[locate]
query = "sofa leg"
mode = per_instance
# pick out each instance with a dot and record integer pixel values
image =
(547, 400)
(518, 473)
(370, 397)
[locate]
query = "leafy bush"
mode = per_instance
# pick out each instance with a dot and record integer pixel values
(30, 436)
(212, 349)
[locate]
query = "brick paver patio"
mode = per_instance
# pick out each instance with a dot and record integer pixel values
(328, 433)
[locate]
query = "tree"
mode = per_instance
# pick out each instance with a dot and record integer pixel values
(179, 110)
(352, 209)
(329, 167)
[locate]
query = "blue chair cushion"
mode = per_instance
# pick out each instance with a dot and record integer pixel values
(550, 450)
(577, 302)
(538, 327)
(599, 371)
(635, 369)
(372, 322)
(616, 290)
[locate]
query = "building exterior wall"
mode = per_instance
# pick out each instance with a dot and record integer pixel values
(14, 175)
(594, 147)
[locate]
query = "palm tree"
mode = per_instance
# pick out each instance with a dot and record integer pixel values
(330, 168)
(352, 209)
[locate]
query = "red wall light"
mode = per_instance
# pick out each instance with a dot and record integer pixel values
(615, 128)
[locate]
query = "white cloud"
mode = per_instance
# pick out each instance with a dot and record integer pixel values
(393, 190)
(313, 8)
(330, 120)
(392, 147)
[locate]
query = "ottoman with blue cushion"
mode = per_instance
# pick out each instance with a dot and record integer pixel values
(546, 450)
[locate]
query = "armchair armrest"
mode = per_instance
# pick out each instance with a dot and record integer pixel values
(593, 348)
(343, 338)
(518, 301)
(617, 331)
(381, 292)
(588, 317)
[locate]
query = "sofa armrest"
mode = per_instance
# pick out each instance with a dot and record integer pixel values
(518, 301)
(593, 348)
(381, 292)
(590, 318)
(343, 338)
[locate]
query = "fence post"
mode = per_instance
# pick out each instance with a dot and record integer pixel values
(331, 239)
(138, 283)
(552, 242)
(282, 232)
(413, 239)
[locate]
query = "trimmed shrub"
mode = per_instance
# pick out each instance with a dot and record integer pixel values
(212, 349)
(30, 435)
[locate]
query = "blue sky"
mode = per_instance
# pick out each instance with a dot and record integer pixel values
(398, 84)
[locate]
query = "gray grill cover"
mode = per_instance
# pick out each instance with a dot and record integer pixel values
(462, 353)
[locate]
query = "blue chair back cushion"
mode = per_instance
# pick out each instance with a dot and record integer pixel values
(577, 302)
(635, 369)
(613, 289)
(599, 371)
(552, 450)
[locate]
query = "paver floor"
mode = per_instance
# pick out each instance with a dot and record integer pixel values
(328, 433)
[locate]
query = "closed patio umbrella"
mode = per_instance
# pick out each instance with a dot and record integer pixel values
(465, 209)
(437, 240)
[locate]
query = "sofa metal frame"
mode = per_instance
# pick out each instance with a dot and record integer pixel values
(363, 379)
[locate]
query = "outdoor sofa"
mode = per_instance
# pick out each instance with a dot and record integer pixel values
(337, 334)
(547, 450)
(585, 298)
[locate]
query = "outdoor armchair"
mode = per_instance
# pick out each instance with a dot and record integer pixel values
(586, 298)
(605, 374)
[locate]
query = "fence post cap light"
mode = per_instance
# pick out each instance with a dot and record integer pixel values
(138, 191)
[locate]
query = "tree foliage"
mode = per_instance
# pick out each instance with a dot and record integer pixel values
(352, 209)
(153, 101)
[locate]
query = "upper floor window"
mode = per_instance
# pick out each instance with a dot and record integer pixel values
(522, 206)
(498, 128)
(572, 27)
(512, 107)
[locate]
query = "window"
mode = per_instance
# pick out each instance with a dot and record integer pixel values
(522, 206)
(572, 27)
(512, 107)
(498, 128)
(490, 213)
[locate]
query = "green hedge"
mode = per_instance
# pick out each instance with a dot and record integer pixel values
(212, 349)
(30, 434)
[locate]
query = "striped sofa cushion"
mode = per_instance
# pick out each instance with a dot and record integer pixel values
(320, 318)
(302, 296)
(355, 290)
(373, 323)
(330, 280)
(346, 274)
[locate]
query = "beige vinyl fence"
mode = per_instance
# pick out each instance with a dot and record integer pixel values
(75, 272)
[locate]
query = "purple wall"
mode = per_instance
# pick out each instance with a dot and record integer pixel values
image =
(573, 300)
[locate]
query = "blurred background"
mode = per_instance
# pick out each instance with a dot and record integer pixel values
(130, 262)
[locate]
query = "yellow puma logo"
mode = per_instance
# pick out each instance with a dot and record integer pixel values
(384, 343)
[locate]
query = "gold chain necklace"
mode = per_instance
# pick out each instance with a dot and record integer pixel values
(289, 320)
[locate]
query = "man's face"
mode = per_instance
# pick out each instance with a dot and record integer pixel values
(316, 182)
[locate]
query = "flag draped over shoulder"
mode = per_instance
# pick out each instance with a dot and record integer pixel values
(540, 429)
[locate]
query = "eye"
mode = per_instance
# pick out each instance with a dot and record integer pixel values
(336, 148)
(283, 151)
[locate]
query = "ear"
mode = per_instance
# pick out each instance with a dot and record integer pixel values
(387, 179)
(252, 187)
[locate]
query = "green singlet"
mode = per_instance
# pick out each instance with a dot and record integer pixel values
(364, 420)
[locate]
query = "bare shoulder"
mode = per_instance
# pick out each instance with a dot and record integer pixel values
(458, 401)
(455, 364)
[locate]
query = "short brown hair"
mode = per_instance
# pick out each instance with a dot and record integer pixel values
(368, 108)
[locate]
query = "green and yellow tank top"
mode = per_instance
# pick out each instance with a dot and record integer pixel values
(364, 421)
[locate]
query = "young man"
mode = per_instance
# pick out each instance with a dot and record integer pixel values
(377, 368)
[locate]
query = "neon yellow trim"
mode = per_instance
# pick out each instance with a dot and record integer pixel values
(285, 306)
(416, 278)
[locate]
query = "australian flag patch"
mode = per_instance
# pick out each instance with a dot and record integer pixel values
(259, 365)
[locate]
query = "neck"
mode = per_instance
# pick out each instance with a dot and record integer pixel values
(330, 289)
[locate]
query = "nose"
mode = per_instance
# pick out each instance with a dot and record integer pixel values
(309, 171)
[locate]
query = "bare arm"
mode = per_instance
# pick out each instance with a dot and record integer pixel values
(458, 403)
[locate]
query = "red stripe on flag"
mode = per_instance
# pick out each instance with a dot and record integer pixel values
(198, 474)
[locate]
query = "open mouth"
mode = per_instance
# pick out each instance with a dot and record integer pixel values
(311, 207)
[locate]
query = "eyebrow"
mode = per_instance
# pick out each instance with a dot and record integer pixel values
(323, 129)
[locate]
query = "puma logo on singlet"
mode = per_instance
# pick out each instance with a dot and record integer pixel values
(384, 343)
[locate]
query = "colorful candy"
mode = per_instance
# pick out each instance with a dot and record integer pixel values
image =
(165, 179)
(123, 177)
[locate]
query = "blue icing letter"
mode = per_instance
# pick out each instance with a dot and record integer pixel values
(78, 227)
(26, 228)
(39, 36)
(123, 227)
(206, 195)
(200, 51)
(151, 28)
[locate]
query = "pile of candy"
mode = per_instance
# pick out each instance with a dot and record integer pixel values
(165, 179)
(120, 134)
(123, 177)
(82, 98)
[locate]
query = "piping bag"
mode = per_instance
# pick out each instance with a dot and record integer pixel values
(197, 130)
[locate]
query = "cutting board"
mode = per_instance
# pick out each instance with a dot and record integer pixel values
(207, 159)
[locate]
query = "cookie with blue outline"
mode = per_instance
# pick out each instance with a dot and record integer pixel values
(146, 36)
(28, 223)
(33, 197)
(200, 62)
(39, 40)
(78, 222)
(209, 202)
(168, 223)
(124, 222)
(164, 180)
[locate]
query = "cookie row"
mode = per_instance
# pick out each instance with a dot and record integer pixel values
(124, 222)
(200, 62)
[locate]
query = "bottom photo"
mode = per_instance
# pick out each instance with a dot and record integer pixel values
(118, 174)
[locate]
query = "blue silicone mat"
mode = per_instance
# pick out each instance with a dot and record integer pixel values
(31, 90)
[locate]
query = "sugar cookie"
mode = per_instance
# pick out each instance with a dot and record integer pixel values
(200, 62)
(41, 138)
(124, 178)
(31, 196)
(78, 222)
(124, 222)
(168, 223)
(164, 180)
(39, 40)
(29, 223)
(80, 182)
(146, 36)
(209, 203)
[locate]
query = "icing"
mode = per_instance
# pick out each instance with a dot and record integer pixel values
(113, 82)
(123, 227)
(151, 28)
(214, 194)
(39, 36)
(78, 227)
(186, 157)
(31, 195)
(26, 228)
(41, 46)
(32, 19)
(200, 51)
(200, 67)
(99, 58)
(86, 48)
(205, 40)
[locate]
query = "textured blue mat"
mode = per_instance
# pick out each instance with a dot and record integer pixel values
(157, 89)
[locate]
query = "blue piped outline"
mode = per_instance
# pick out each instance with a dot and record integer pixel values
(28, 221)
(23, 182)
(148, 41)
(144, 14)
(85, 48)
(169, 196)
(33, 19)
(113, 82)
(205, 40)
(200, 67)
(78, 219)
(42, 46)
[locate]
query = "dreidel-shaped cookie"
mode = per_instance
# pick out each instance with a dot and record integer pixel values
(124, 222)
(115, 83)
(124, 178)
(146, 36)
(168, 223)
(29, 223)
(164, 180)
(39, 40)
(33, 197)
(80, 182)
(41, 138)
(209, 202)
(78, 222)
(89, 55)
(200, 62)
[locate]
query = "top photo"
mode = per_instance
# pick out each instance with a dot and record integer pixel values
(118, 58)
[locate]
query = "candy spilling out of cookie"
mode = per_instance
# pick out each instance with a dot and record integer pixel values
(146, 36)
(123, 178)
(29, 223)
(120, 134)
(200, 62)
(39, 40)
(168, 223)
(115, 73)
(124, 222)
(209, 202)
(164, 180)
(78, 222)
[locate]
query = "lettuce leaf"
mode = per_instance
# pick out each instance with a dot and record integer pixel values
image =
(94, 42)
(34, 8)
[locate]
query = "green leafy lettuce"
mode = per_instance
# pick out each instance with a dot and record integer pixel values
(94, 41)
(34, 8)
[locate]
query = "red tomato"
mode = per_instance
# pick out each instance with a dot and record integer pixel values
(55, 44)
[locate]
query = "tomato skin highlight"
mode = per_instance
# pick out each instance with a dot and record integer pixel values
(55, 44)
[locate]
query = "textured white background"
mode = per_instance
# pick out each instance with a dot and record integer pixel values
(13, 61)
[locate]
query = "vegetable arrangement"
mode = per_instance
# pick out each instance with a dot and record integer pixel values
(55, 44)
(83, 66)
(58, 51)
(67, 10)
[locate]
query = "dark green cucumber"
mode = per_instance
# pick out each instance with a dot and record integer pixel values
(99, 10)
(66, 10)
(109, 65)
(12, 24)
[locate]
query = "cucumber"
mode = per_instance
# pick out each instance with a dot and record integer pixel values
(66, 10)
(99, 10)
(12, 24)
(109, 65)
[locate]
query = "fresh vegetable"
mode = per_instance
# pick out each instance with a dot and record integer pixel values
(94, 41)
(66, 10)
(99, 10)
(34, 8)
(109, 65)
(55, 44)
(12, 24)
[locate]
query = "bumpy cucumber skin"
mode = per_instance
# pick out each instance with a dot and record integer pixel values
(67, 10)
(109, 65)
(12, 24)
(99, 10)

**Exercise goal**
From the data above, keep only the lines that contain the string "icing", with case counting, and copy them out.

**Final answer**
query = "blue icing letter"
query = "icing"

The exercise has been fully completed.